** start of TEXT PROVIDED **
Taira Masakado (平将門)


Taira no Masakado, a member of the Kanmu Taira clan, was the son of Taira no Yoshimasa, a provincial lord in the Kantō region. In 939, Masakado organised a rebellion and attacked the government post of Hitachi (modern-day Ibaraki Prefecture), capturing the governor of the province. In the same year, his rebel army conquered the provinces of Shimotsuke and Kozuke (in present-day Tochigi and Gunma prefectures) and claimed the title of "new emperor". After killing his uncle Taira no Kunika, he was defeated and killed by Fujiwara no Hidesato's forces at the Battle of Kojima (940).


Biography

Taira Masakado (平将門, 903-940) was of noble lineage, descending in the fifth generation from Emperor Kanmu (桓武天皇, 737-806), the 50th emperor of Japan. As a young man, Masakado served at the imperial court in Heian-kyō (later known as Kyōto ) and then moved to his home province, the Toyoda and Sashima districts in northern Shimōsa Province (present-day Ibaraki Prefecture). The Shōmonki (将門記), a gunki monogatari (軍記物語) or war tale by an anonymous author who is assumed to have been close to Masakado describes his life.
** end of TEXT PROVIDED **
(INSTRUCTION A)
Using the text on Taira no Masakado, answer these:
(i) Which province's government post did Masakado attack in 939?
(ii) Where did Masakado serve as a young man?
(iii) What kind of work is the Shōmonki?
(INSTRUCTION B) Resume the text on Taira no Masakado after its last sentence.
** start of SUPPLIED MATERIAL **
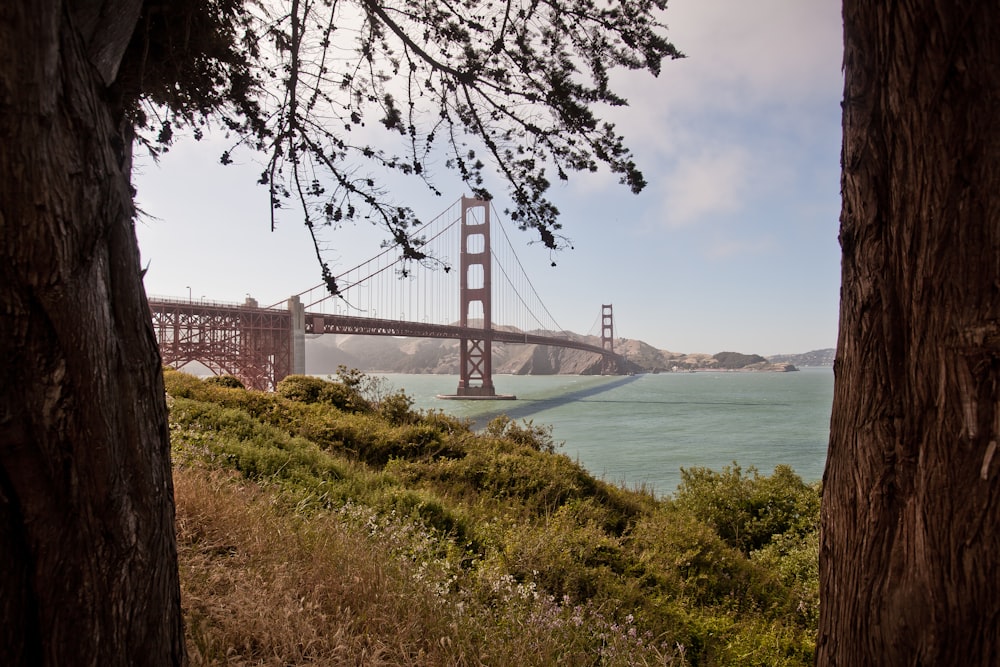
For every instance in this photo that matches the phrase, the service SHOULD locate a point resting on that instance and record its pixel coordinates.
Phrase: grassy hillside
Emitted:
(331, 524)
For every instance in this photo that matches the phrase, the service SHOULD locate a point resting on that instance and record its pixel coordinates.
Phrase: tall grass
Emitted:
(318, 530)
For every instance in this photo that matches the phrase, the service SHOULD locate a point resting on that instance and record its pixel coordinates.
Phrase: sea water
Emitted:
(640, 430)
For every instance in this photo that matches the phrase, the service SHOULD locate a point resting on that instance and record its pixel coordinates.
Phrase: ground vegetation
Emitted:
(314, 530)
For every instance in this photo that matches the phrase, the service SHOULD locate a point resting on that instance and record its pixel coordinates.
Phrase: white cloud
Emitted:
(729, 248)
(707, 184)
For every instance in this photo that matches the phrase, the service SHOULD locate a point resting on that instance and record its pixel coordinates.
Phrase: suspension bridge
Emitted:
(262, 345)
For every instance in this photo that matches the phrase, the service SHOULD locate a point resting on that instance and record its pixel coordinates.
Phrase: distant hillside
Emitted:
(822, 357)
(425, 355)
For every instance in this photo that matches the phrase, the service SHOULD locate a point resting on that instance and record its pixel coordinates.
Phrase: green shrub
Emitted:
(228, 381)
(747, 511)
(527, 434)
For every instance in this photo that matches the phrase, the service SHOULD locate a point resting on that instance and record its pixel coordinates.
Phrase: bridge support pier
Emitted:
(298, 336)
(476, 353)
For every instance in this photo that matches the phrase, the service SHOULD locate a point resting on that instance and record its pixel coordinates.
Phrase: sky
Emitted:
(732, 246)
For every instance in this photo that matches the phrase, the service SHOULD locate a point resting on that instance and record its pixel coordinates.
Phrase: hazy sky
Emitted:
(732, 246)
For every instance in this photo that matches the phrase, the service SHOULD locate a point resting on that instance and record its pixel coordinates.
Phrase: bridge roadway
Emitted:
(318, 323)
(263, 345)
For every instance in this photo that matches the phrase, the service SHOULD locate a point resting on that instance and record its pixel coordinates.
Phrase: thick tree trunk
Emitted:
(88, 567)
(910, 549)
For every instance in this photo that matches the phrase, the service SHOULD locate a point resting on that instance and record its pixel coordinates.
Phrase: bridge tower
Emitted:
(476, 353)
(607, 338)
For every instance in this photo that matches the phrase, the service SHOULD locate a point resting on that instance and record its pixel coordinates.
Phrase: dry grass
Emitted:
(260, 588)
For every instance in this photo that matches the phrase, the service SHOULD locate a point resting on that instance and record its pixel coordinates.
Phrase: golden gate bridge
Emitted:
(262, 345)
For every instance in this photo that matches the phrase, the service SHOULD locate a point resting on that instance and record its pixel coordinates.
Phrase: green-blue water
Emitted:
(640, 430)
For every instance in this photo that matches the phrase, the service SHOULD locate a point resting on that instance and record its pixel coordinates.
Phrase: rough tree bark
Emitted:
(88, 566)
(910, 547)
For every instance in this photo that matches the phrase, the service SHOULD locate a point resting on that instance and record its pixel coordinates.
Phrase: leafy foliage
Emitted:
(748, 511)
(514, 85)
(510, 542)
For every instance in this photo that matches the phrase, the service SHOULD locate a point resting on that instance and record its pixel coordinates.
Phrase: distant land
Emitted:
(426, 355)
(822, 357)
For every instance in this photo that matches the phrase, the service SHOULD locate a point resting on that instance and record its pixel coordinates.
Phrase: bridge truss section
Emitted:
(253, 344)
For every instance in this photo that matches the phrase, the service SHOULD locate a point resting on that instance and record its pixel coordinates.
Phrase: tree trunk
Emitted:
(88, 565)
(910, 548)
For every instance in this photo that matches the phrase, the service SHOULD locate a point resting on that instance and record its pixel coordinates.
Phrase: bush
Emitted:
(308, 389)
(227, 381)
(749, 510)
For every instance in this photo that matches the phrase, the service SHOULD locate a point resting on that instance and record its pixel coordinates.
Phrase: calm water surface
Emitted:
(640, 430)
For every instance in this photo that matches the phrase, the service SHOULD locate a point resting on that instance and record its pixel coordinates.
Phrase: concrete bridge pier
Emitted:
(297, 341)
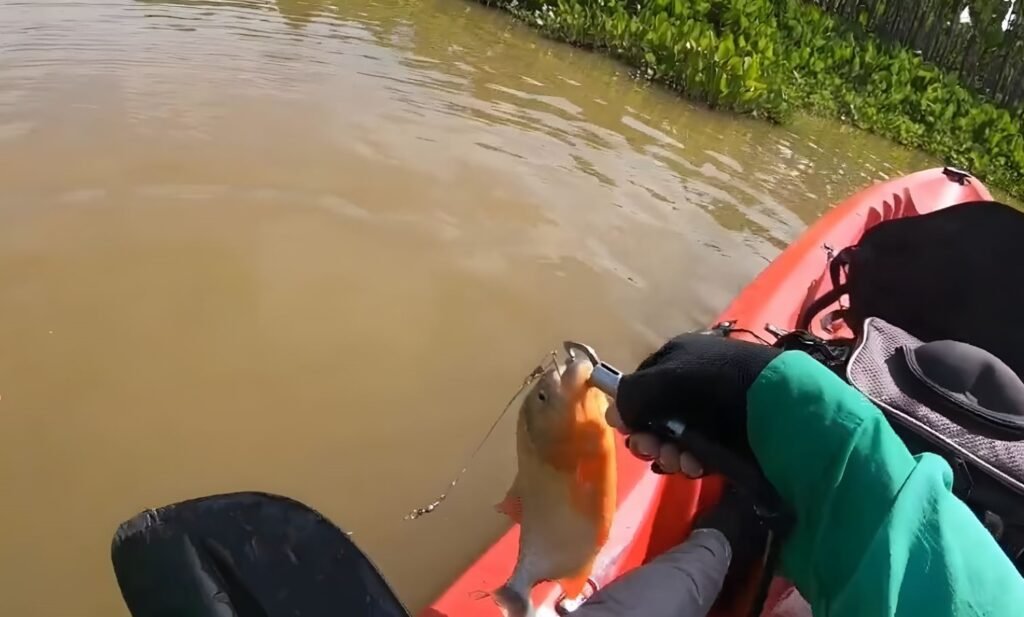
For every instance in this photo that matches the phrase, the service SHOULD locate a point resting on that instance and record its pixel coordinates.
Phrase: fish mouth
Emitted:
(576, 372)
** end of SUPPLIED MATERIAL **
(ANSWER A)
(i) Hitachi (modern-day Ibaraki Prefecture).
(ii) At the imperial court in Heian-kyō, later known as Kyōto.
(iii) A gunki monogatari, or war tale, by an anonymous author who is assumed to have been close to Masakado. It describes his life.

(ANSWER B)
The insurgency of Taira Masakado in 939-940, known as Tengyō no ran (天慶の乱), ranks among the most dramatic episodes in Japan's early samurai history. The rebellion coincided with earthquakes, rainbows and lunar eclipses in the capital, uprisings in the north, and pirate unrest in the west, and threw the court and the capital in panic. It culminated in Masakado's claiming the title of "new emperor". Many historians view the incident as a harbinger of subsequent events that would enfold from late the Heian Period to the Sengoku Period when the power of provincial warlords reached its zenith.

Taira Masakado (平将門)

Taira Masakado in an Edo-era depiction

The tragedy began in 935 when Masakado was ambushed by another prominent local warrior, Minamoto Tasuku, at a place called Nomoto, near the border region of the provinces of Hitachi, Shimotsuke, Musashi and Shimōsa. Tasuku was the eldest son of Minamoto Mamoru, a mighty warrior and government official in Hitachi. The reason for his grudge against Masakado is unclear, but his attack set a complicated and fateful chain of events in motion. Within a few months, Masakado was at war with several of his relatives. Although taken by surprise, Masakado defeated Tasuku and retaliated, burning and ransacking the residences of Tasuku's supporters in southeastern Hitachi Province, massacring countless civilians. Among the most eminent victims of the Battle of Nomoto were Tasuku, his brothers, and his brother-in-law, Taira Kunika (d. 935), who was Masakado's uncle.

Taira Masakado (平将門)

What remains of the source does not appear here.